§ Dataset records:

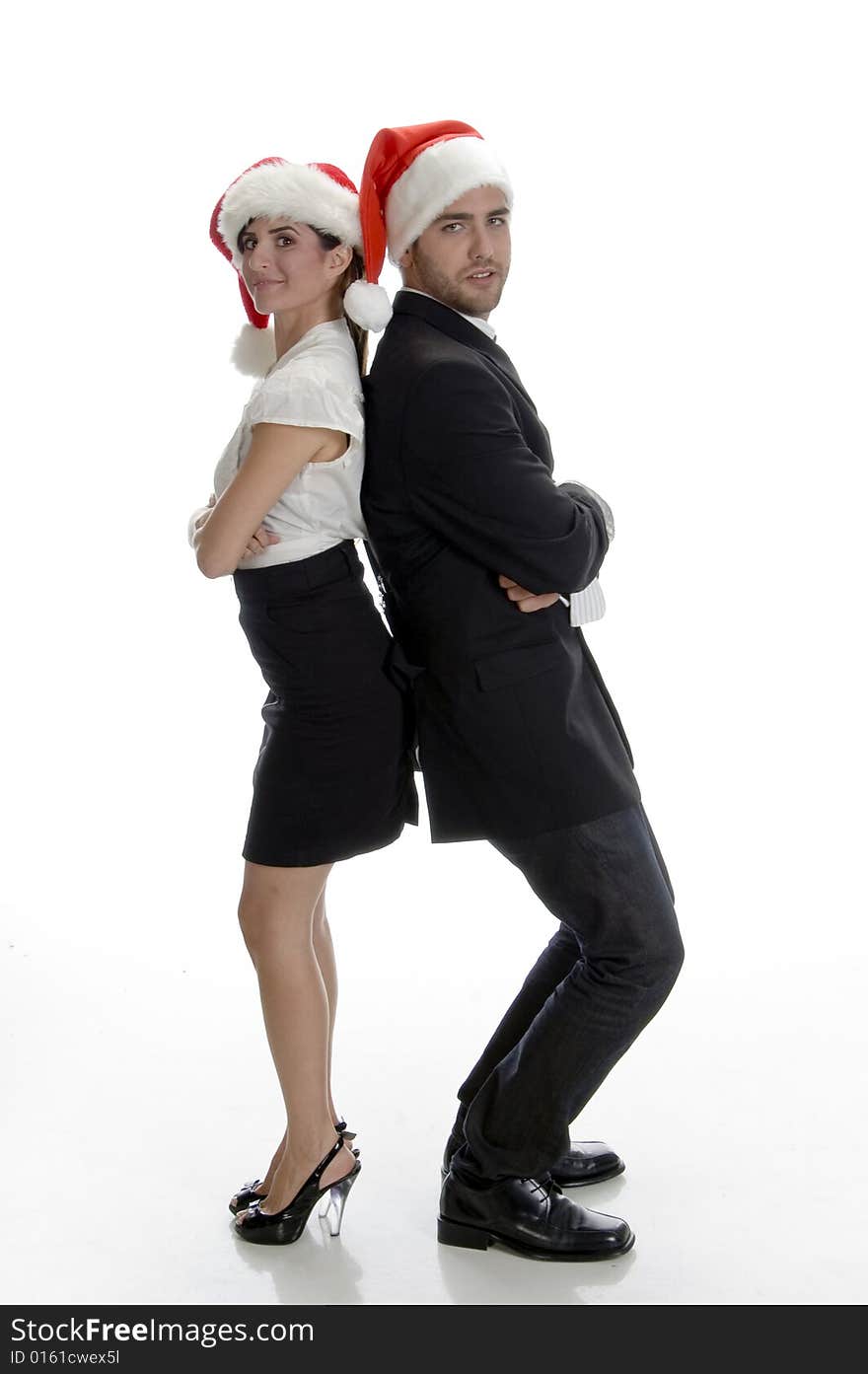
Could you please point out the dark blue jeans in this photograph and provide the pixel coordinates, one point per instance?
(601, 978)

==

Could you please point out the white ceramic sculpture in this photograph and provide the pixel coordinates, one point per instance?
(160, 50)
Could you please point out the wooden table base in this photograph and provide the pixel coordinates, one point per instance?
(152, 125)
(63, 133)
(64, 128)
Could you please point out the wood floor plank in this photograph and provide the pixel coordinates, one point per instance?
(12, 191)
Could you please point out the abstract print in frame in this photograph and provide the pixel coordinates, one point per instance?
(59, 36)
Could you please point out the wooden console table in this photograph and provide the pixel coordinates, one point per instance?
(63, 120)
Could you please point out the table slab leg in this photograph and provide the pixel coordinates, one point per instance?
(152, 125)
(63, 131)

--

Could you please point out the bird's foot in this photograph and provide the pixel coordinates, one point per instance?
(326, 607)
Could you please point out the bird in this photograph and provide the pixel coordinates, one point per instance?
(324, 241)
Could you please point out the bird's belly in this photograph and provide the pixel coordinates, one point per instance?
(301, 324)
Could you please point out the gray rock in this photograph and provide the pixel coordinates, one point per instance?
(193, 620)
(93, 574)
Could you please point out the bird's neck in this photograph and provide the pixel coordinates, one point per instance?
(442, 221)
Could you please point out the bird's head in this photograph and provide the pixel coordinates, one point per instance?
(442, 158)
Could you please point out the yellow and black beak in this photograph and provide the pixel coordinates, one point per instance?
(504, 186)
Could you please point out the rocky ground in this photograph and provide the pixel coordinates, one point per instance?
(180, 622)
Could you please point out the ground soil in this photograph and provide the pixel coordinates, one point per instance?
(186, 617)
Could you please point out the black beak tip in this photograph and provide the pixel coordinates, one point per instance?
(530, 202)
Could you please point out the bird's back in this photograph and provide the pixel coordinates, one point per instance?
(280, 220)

§ Aim of the exercise:
Locate every line in the listing above that contains the string "table", treating uppercase and lowercase letters as different, and copy each such line in full.

§ Reply:
Could you please point out the wooden table base in this photograph and provide the pixel coordinates, one point per instance?
Could you please point out the wooden console table in this photograph and provide the pixel coordinates, one point per instance?
Could you please point out the table slab leg in this photograph and provide the pixel coordinates, one point per instance?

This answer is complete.